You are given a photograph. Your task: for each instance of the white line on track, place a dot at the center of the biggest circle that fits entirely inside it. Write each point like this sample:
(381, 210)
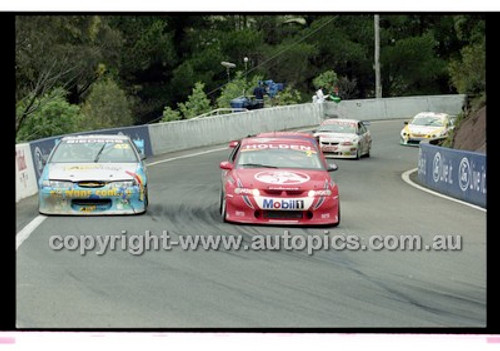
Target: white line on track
(186, 156)
(28, 229)
(24, 233)
(406, 178)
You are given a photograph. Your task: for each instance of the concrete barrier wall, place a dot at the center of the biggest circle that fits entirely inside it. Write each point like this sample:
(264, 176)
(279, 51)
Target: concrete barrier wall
(26, 183)
(401, 107)
(458, 173)
(186, 134)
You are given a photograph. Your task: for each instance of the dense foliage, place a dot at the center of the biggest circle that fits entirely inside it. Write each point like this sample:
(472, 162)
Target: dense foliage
(99, 70)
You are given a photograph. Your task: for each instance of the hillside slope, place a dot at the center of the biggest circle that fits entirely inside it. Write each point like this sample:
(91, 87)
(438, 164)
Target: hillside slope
(471, 133)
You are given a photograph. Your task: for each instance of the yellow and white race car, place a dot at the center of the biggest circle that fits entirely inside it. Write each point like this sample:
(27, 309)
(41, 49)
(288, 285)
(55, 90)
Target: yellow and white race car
(426, 125)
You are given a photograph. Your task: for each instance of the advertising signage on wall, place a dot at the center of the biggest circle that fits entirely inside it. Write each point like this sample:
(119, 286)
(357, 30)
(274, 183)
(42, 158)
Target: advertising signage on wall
(460, 174)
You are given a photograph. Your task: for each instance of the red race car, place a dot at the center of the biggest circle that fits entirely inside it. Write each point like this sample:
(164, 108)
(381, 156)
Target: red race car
(280, 178)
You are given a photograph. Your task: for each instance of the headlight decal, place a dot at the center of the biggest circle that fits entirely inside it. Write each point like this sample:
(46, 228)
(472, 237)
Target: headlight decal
(139, 181)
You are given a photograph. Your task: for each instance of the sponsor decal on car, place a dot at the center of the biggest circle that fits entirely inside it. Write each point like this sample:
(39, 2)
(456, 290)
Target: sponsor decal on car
(282, 177)
(253, 147)
(269, 203)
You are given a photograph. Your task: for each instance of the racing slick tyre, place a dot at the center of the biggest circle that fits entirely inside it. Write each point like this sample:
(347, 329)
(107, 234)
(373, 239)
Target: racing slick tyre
(338, 222)
(222, 207)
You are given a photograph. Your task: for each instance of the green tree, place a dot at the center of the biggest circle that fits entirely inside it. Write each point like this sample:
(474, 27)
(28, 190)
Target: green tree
(468, 74)
(328, 80)
(289, 96)
(170, 114)
(106, 106)
(196, 104)
(54, 116)
(60, 51)
(411, 67)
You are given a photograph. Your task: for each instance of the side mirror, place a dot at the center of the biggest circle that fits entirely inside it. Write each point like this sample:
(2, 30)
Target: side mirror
(45, 158)
(332, 167)
(226, 165)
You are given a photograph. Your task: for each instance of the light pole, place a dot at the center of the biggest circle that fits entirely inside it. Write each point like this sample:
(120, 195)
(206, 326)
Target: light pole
(228, 66)
(245, 60)
(378, 85)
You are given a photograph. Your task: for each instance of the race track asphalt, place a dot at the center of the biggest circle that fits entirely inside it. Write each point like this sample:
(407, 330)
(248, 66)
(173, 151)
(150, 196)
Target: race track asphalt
(256, 288)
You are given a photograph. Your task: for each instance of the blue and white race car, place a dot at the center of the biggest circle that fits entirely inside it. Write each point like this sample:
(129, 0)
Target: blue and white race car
(94, 175)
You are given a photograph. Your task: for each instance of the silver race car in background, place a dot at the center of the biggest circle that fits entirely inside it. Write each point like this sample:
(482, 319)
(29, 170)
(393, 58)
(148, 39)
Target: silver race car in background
(344, 138)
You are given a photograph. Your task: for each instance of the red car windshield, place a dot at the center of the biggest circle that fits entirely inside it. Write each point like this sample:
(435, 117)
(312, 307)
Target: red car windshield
(297, 156)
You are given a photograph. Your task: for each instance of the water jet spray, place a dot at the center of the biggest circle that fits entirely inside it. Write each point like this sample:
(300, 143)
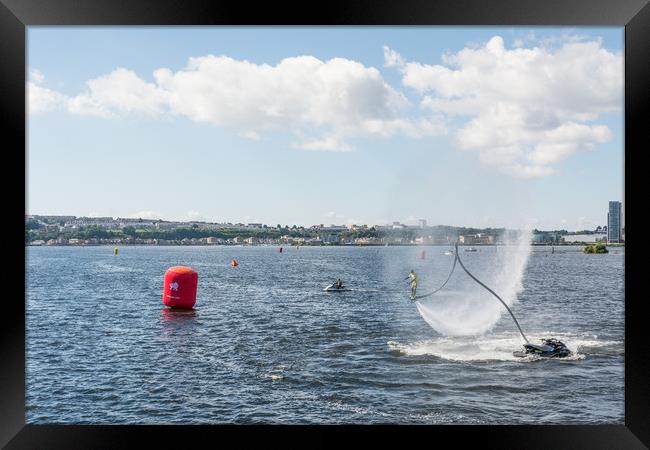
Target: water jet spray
(550, 347)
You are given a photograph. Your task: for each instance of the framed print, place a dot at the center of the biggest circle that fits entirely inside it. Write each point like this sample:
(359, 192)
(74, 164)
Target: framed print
(359, 214)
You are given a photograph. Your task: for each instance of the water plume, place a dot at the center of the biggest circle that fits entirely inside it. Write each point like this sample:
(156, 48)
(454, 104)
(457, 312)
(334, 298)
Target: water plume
(464, 308)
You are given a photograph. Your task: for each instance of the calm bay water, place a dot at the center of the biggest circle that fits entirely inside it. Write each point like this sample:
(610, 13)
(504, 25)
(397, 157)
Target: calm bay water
(265, 344)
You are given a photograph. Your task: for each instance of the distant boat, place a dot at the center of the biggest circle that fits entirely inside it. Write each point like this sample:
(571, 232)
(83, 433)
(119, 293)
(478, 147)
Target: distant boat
(333, 288)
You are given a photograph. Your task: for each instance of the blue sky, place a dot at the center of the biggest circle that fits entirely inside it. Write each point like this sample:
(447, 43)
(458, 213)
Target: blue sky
(359, 125)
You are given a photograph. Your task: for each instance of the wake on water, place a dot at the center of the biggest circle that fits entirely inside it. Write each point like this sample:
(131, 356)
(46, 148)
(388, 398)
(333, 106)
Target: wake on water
(499, 347)
(463, 312)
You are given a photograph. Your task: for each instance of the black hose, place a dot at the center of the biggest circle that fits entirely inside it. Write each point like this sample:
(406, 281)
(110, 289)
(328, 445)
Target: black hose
(457, 258)
(443, 284)
(492, 292)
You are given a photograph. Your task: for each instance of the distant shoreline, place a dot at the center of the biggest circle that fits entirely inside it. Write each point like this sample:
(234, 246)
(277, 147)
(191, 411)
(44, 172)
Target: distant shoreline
(571, 244)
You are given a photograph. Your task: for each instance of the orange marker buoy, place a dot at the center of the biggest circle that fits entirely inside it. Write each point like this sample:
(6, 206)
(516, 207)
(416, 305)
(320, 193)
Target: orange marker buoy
(180, 287)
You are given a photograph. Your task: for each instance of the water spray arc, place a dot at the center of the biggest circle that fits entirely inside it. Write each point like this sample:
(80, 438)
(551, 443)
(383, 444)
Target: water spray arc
(550, 347)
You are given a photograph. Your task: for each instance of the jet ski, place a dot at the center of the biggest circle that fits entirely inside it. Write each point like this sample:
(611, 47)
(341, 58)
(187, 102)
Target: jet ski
(332, 288)
(550, 348)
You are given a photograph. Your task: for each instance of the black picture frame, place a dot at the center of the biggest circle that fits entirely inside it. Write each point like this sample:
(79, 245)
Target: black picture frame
(16, 15)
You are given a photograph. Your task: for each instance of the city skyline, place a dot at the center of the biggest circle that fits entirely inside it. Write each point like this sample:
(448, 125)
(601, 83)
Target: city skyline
(335, 125)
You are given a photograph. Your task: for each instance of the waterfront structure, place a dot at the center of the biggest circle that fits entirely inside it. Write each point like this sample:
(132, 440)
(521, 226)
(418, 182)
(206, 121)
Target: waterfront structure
(614, 222)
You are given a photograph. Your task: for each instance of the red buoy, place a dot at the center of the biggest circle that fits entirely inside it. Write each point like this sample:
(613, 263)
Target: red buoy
(180, 287)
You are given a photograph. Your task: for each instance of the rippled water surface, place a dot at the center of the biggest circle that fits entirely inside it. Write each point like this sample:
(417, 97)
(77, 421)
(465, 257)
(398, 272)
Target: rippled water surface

TASK OBJECTIVE: Write out the lines above, starting at the line that contains "the water spray" and ending with the final line, and nothing else; copy them exactly.

RESULT:
You are given a photograph. Your task: for each instance of the water spray arc, place a dot at the center of the biggest circle that fits entirely inside it. Write each point like this sample:
(80, 438)
(551, 443)
(383, 444)
Target: water spray arc
(550, 347)
You are given a photograph. Your task: for each instance of the jet ski, place a dot at the center of the biggest circle that fits entirely inside it. Write each point like this sample:
(611, 47)
(341, 58)
(187, 102)
Target: jet ski
(332, 288)
(550, 348)
You are given a photograph. Your task: for each instance of the black picture frame, place a dot at the center of the biggest circle that fits entirely inside it. Write each point like this sample:
(79, 245)
Target: black picture frame
(16, 15)
You are given a photograph. Your task: for each instance of the city skyline, place a dot at the center of the biggest circle that fits entirely inside it. Write each point like this sample:
(448, 125)
(601, 83)
Target: city skyline
(335, 125)
You are given a photograph. Your task: for each instance of the waterfront structure, place a dot at the center of the biggest circle that fits entirely inside it. Write each point like this sample:
(132, 440)
(521, 226)
(418, 182)
(206, 121)
Target: waterfront structure
(614, 222)
You are given a photograph. Your task: for each instance of the red buoy, place a dot at the center of the biggest circle that fits entirely inside it. Write each point like this sample:
(613, 263)
Target: red buoy
(180, 287)
You are given a photograph. Your task: for each instance of the rippled water surface, place a dot at the center of the biggest circle that fits entirely inside it. Write each point like this sample:
(417, 97)
(77, 421)
(465, 257)
(398, 272)
Target: rippled water surface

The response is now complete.